### Work to be completed:
Which lines run from the one containing "Target: black pole on shore" through the end of the material? Transcribe them word for word, and only them.

*** Opening Data listing ***

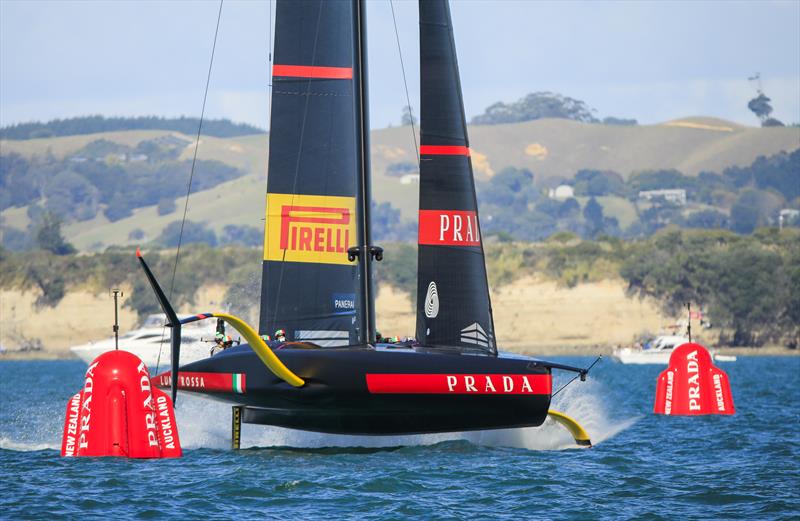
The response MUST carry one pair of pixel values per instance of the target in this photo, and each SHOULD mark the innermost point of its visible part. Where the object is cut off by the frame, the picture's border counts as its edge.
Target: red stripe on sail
(443, 150)
(311, 71)
(459, 383)
(449, 228)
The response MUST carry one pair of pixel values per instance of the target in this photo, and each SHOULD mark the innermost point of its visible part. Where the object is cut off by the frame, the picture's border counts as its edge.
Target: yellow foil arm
(574, 428)
(263, 351)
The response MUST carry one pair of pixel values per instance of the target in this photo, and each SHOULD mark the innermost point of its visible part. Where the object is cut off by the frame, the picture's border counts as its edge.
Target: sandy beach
(532, 316)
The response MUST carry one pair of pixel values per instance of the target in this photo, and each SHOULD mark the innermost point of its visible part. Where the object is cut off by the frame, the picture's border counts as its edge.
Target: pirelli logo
(309, 228)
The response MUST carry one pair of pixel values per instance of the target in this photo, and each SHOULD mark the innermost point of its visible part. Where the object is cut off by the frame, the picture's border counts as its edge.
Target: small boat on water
(658, 351)
(152, 344)
(330, 374)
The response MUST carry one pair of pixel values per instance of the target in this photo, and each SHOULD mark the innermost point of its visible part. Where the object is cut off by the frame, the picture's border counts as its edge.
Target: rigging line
(405, 83)
(191, 174)
(581, 374)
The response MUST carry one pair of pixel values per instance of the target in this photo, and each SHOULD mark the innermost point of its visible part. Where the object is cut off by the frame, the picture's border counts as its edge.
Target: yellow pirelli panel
(309, 228)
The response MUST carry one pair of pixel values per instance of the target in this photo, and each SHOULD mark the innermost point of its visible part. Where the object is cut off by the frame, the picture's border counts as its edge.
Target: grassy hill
(553, 149)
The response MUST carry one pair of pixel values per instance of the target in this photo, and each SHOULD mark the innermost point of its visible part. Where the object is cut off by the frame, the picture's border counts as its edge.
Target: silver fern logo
(432, 301)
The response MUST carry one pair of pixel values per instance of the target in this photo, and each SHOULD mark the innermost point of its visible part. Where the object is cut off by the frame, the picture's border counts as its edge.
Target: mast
(453, 304)
(365, 251)
(318, 163)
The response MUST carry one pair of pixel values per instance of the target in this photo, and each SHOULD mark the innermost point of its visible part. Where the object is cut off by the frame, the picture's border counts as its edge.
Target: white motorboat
(152, 344)
(658, 351)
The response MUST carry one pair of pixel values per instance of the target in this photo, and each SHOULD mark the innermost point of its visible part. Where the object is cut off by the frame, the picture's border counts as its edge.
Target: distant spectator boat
(150, 341)
(658, 351)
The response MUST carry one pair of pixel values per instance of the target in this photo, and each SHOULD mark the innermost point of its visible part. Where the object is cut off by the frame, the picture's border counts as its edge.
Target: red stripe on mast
(310, 71)
(443, 150)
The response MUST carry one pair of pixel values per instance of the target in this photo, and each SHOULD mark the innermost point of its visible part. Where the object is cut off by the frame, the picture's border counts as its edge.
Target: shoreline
(539, 351)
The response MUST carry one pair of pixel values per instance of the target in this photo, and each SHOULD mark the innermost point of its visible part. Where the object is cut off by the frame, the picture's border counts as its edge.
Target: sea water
(745, 466)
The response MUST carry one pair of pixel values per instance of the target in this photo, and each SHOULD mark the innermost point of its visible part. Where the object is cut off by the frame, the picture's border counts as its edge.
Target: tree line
(746, 285)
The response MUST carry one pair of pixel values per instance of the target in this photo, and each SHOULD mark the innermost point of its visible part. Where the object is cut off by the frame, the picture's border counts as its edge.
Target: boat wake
(7, 443)
(200, 427)
(206, 424)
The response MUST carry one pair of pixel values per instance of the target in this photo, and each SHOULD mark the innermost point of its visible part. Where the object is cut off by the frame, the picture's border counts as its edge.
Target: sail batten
(453, 306)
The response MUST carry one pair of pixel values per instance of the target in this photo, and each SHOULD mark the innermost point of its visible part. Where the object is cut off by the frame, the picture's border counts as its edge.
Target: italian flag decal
(215, 382)
(238, 383)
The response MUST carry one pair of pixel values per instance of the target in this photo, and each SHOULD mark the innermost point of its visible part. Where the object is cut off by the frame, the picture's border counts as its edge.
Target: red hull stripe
(442, 150)
(204, 382)
(310, 71)
(459, 383)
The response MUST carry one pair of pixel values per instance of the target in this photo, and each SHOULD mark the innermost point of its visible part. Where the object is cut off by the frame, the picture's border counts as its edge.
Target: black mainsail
(315, 188)
(453, 306)
(317, 220)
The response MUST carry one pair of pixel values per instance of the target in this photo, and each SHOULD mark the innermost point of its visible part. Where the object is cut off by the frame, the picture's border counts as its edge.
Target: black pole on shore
(117, 293)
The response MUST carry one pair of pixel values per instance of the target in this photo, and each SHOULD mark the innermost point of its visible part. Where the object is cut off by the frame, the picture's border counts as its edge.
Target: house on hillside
(671, 195)
(561, 192)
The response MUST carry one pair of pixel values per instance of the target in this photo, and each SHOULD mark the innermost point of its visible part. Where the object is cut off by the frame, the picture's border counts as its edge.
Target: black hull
(337, 399)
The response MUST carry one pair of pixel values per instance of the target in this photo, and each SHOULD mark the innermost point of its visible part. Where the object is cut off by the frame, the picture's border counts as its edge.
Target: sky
(649, 60)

*** Closing Data listing ***

### Answer to the exercise:
Target: black pole on shore
(117, 293)
The response MUST carry one pair of pixel values per instance of the target in this photo, and each SHOULD mark the innermost point of its visible part. Where the object is cut off by the frame, the picture's border counts as its edge.
Target: house on hillside
(671, 195)
(561, 192)
The response MUST carry one pair of pixel values per instance of the target in this photo, and each SHOULD mark the innermost point of its visible part. Where the object is cut off by the frame, the picture's border counts as its edge.
Target: black hull
(337, 399)
The response MUST carry one pair of pixel values per instance of the target in this photo, and each SHOULD mark the innermost point of its visible part. Where the object is cut off by the frame, the picture's border counts as its edge.
Target: sky
(649, 60)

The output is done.